◆ SHORT EXERCISE ◆
Can you rewrite the data from the line containing "Where can you see the vanity" up to and including the final line, changing "Drop a dot" to "Place a marker" and leaving everything else as it is?

RECORDS TO PROCESS start

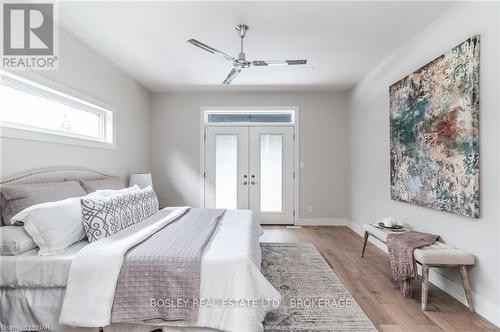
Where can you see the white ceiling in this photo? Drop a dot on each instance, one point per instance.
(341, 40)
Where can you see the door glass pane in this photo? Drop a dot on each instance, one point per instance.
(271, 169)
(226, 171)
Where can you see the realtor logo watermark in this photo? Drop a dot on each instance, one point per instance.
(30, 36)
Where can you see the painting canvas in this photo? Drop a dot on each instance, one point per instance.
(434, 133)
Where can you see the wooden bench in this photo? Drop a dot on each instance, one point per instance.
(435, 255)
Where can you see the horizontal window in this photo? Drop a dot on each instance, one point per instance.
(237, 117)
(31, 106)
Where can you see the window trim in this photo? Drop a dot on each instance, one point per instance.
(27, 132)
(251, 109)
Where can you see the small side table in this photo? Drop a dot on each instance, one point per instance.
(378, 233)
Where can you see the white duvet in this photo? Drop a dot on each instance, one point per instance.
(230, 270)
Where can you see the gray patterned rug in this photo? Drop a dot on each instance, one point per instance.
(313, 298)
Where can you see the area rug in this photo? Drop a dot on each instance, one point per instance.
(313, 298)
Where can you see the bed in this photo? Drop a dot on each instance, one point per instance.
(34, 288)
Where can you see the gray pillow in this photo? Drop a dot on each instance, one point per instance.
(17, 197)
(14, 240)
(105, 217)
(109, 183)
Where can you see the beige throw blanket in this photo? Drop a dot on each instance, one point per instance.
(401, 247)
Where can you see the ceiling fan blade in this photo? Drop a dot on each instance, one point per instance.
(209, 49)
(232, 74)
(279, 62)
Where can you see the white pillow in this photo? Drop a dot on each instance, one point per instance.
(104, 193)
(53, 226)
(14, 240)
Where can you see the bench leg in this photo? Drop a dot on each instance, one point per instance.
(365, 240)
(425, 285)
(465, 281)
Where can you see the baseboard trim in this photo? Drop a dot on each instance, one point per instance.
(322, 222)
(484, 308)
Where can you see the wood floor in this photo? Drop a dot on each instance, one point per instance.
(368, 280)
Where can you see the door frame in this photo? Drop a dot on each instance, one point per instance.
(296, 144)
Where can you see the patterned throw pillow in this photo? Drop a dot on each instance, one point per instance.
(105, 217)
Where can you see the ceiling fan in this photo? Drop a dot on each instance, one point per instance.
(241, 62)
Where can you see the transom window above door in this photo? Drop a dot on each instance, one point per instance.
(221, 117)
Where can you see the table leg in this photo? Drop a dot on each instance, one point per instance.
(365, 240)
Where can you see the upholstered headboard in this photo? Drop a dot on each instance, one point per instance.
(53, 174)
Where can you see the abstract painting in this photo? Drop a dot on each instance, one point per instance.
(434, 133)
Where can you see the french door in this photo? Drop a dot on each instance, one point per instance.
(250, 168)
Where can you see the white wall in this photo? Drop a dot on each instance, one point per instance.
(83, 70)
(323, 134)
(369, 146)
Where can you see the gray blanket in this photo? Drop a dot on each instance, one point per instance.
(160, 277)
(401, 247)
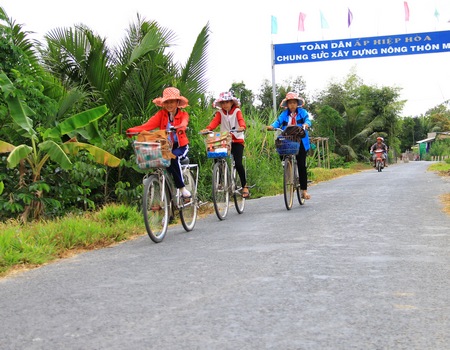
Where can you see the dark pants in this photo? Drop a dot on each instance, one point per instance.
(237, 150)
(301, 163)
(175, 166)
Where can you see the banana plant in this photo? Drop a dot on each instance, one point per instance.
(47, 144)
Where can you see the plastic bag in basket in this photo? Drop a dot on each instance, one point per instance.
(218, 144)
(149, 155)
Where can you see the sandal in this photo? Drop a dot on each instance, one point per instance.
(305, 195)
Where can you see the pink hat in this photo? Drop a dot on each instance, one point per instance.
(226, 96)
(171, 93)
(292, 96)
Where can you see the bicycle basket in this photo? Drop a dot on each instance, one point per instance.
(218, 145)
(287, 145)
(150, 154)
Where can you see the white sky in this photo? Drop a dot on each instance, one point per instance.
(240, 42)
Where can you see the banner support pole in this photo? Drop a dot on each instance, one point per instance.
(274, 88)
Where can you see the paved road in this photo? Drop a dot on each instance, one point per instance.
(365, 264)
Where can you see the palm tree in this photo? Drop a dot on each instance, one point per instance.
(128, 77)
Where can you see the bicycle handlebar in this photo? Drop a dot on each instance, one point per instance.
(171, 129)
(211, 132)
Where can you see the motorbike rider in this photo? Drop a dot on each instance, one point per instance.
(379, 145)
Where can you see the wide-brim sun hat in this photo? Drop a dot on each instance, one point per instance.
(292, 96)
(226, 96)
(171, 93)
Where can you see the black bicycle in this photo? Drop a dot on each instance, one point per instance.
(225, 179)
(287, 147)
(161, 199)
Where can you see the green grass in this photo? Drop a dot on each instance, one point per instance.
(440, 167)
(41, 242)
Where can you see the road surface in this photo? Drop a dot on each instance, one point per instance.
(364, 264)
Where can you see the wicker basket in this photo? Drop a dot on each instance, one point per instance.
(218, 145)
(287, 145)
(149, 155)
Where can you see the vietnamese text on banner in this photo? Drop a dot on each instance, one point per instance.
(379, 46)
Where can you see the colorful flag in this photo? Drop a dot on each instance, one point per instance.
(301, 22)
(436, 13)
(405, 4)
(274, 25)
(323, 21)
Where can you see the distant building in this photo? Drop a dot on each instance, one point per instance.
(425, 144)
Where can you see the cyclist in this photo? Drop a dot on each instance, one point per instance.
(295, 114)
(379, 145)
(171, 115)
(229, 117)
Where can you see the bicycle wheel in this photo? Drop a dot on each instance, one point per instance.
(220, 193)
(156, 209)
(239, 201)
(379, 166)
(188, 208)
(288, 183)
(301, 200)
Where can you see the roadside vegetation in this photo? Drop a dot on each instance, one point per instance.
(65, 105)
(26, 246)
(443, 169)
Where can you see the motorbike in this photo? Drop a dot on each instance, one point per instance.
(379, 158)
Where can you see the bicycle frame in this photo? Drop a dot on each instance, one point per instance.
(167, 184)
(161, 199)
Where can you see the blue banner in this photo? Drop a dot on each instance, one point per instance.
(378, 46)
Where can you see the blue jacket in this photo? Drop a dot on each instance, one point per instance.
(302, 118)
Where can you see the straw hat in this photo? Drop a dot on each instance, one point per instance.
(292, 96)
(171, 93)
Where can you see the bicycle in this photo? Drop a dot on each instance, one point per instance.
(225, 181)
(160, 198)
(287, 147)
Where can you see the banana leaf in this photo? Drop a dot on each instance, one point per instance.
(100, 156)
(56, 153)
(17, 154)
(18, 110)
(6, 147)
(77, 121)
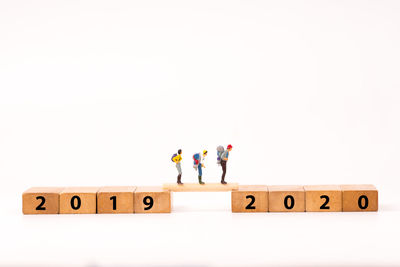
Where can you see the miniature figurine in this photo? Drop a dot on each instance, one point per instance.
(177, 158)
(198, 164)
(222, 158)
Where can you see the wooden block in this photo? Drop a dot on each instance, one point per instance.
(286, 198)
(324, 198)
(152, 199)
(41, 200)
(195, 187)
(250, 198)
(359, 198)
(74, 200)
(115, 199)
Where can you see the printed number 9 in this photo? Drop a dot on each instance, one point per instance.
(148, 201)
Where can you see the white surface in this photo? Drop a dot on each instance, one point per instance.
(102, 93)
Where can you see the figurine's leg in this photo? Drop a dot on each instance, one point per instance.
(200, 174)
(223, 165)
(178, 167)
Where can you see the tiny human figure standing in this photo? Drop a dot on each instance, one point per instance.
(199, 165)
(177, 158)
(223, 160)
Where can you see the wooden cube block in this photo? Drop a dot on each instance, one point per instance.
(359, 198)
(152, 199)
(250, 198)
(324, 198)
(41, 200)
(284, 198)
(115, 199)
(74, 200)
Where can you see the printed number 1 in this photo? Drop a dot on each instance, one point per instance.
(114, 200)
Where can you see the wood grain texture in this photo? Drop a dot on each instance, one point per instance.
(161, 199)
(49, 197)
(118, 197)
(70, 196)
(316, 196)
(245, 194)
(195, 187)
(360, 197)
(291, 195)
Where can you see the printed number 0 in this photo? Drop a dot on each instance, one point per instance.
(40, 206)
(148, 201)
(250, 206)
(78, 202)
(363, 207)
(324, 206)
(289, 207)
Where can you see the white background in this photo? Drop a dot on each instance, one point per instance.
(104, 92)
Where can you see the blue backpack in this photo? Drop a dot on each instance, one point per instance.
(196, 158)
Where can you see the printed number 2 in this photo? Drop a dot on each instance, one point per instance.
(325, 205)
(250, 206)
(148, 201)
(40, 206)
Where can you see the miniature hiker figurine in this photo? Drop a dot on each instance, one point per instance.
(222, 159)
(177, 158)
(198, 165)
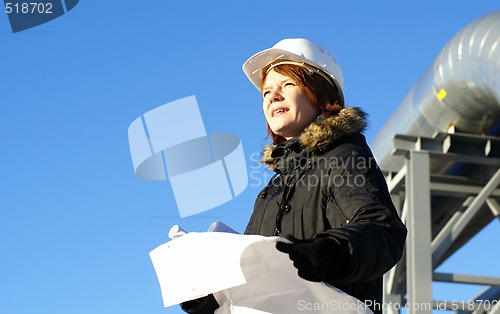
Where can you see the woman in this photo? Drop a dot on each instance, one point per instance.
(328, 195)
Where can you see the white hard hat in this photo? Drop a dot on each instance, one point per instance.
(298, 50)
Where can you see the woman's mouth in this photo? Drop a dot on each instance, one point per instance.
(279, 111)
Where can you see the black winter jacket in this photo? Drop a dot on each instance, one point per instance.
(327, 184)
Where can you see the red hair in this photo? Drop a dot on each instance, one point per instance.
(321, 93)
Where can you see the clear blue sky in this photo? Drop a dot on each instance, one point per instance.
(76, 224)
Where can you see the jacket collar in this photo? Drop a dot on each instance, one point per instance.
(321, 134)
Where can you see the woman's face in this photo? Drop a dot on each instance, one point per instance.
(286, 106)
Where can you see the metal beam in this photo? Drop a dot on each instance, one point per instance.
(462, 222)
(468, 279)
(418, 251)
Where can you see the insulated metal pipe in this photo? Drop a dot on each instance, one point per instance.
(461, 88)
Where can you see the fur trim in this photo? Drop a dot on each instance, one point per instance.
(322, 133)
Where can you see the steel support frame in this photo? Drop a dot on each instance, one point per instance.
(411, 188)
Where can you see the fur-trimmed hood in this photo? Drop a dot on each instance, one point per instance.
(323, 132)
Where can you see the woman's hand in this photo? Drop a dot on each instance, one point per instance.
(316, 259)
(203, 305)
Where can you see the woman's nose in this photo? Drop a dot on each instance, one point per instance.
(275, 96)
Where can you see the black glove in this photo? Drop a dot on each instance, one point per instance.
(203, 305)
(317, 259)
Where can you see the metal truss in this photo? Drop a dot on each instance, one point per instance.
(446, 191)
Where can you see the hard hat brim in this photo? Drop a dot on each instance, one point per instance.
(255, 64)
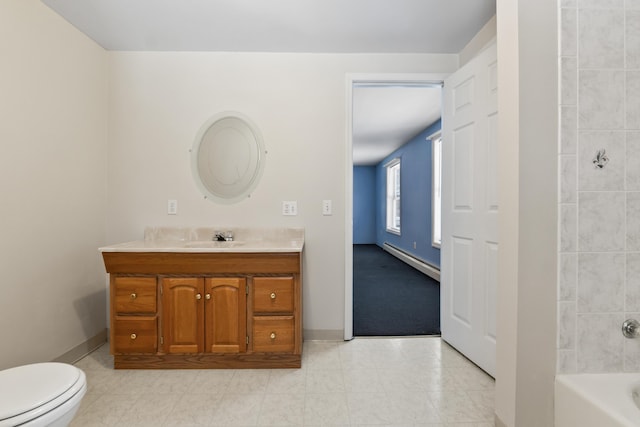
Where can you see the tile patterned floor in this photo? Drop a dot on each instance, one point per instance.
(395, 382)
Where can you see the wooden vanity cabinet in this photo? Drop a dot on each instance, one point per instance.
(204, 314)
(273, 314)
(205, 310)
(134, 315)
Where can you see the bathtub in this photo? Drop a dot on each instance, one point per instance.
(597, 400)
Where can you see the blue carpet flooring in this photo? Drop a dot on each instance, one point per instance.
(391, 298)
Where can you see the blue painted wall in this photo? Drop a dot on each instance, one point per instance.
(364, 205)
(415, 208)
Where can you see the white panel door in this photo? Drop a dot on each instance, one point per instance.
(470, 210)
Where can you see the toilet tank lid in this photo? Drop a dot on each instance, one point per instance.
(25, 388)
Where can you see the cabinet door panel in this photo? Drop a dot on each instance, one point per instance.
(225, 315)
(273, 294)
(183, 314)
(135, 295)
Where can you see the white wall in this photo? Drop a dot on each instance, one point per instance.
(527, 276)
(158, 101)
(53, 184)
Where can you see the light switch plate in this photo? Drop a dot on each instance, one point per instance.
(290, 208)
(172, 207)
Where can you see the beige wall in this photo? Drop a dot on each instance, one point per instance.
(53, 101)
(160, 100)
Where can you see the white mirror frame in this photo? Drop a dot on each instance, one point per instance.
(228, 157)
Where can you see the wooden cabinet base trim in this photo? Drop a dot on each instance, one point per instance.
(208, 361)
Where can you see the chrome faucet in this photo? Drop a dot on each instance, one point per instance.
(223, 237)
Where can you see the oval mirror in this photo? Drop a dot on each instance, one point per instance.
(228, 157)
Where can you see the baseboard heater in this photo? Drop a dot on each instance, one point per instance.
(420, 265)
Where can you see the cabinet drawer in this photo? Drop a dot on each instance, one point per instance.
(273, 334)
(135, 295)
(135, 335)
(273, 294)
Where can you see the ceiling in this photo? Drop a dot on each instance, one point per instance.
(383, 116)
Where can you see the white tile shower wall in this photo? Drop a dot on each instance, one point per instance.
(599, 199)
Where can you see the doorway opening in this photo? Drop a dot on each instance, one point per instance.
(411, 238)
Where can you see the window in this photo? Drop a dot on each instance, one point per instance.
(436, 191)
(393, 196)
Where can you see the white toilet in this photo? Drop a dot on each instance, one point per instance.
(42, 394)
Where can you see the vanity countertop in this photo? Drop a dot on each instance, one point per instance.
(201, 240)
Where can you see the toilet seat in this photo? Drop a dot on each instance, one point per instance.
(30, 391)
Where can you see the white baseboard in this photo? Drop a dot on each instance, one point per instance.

RECORDS TO PROCESS end

◆ RESPONSE TO THE TASK ◆
Where can you see the vanity countertop in this photo? Place a marker on each instance, one point per instance.
(201, 240)
Where can you see the toilet seat in this photo? Place a marker on each instance, one point per instance.
(30, 391)
Where can you see the white baseboard in this photo? Place a marker on each instance, one point per instance.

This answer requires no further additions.